Getting family to pick up after themselves without nagging and nitpicking

Anonymous
I feel you, OP. DH doesn't notice clutter, he also wants things to be exactly where you might need them rather than put them away. Why would he want to get in the box for gloves when he can leave his gloves next to his car keys in the front hall. Why hang up the dog leash in closet when it can be on the floor by the door which is where we put it on the dog. In his mind the kitchen island is an appropriate storage spot for things.

DS just wanders away from things.

Each one individual item isn't a big deal, but it adds up and is exhausting. When we do manage to really clean up they both acknowledge the house looks great and feels more peaceful, but it isn't their natural way.
Anonymous
If people don't put things where they are supposed to then I don't help them look for things
Anonymous
There are two steps you need to take here: the first is communication. You need to sit down with your husband and get on the same page with the standards you will share. Explain how this has made you feel - you're not their maid, and there is no reason a grown man cannot use his eyes and see mess and clutter. You also need to listen to him -- what are his standards, and what will you sacrifice so that this is a true compromise? What are your needs and what are your wants? This has to be a honest and candid conversation, and when you come to an agreement, write it down.

The second is consequences - this is for everyone in the house, including your son. Be clear on what the expectations are, and what will happen if they're not met. That frees you from nagging and nitpicking - don't remind, don't hint, don't twist yourself into knots trying to find ways to encourage them to pick up after themselves. They will do X, otherwise Y will happen. For example, the living room floor/coffee table/whatever needs to be picked up by 8:30pm. Anything still on there after that point goes in a trash bag that's stored in the garage. On trash day, it goes out.

+--

Task list –
[A] List every location inside the home that the forum thread mentions.
[B] Reproduce the forum thread between "Each one individual" and "write it down.", inclusive.
Answer from the forum thread alone.

(Extracted data entries)
+--

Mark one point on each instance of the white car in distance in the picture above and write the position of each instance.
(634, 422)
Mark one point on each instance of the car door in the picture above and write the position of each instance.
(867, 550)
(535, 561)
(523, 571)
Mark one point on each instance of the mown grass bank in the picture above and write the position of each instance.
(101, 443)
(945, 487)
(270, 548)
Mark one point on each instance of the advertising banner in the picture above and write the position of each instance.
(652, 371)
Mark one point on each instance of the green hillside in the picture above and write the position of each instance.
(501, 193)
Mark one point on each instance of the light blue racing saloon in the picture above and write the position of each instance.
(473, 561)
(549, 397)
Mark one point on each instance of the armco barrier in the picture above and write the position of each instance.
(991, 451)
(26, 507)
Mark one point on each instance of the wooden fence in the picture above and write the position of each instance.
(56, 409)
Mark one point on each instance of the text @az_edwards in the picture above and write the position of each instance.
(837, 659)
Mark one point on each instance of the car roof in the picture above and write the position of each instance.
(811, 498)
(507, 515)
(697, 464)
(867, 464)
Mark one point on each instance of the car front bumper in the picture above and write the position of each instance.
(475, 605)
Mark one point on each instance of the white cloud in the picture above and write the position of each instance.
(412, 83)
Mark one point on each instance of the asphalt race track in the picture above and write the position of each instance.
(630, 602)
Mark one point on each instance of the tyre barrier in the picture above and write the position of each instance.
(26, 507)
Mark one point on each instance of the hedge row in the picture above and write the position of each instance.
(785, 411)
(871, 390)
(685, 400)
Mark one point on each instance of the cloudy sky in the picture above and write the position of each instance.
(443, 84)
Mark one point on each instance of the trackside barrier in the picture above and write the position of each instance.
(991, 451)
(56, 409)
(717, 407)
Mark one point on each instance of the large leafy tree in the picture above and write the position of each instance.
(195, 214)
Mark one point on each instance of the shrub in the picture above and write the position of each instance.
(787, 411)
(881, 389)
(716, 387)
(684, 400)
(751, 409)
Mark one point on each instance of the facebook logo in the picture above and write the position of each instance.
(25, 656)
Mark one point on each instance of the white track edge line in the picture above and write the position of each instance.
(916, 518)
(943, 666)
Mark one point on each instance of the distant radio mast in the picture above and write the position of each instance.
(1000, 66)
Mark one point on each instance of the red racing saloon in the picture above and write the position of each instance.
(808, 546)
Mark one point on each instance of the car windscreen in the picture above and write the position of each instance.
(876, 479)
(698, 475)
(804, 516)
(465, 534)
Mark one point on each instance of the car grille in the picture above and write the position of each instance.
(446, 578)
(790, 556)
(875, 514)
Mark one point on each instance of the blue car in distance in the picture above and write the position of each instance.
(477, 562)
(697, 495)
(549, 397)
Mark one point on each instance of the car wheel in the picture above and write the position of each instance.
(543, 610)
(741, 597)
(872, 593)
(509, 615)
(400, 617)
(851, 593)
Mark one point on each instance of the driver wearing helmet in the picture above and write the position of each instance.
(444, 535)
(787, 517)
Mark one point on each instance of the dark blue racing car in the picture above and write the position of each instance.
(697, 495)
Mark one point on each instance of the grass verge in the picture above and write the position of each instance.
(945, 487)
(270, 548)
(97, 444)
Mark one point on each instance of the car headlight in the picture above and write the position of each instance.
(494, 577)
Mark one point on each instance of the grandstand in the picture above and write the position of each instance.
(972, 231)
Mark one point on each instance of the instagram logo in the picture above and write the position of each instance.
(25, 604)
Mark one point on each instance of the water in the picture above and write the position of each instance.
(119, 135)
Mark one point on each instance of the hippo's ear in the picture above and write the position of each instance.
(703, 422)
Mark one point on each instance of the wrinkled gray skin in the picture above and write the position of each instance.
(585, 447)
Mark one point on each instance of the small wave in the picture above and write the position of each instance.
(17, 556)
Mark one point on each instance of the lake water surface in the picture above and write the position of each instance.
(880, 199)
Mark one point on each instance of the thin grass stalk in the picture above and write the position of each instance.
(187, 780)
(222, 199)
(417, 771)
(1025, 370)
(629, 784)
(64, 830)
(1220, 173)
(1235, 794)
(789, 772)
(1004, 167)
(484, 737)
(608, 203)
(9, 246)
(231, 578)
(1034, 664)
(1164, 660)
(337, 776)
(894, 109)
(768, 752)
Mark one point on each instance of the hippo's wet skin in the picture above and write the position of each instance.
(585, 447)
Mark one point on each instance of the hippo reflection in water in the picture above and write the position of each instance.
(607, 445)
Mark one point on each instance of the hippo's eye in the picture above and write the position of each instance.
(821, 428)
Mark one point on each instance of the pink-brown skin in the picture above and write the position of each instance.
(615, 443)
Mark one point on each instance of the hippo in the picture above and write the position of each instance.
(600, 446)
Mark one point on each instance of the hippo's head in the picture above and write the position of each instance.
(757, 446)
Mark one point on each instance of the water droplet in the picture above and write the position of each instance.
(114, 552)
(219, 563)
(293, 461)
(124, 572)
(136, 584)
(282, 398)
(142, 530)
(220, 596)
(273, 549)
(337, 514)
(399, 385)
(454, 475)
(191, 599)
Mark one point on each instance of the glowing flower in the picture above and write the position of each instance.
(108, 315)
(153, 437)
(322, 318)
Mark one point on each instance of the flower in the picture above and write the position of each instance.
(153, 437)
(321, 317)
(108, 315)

+--

Answers for the tasks –
[A] front hall, closet, the floor by the door, kitchen island, living room floor, coffee table, garage

[B]
Each one individual item isn't a big deal, but it adds up and is exhausting. When we do manage to really clean up they both acknowledge the house looks great and feels more peaceful, but it isn't their natural way.
Anonymous
If people don't put things where they are supposed to then I don't help them look for things
Anonymous
There are two steps you need to take here: the first is communication. You need to sit down with your husband and get on the same page with the standards you will share. Explain how this has made you feel - you're not their maid, and there is no reason a grown man cannot use his eyes and see mess and clutter. You also need to listen to him -- what are his standards, and what will you sacrifice so that this is a true compromise? What are your needs and what are your wants? This has to be a honest and candid conversation, and when you come to an agreement, write it down.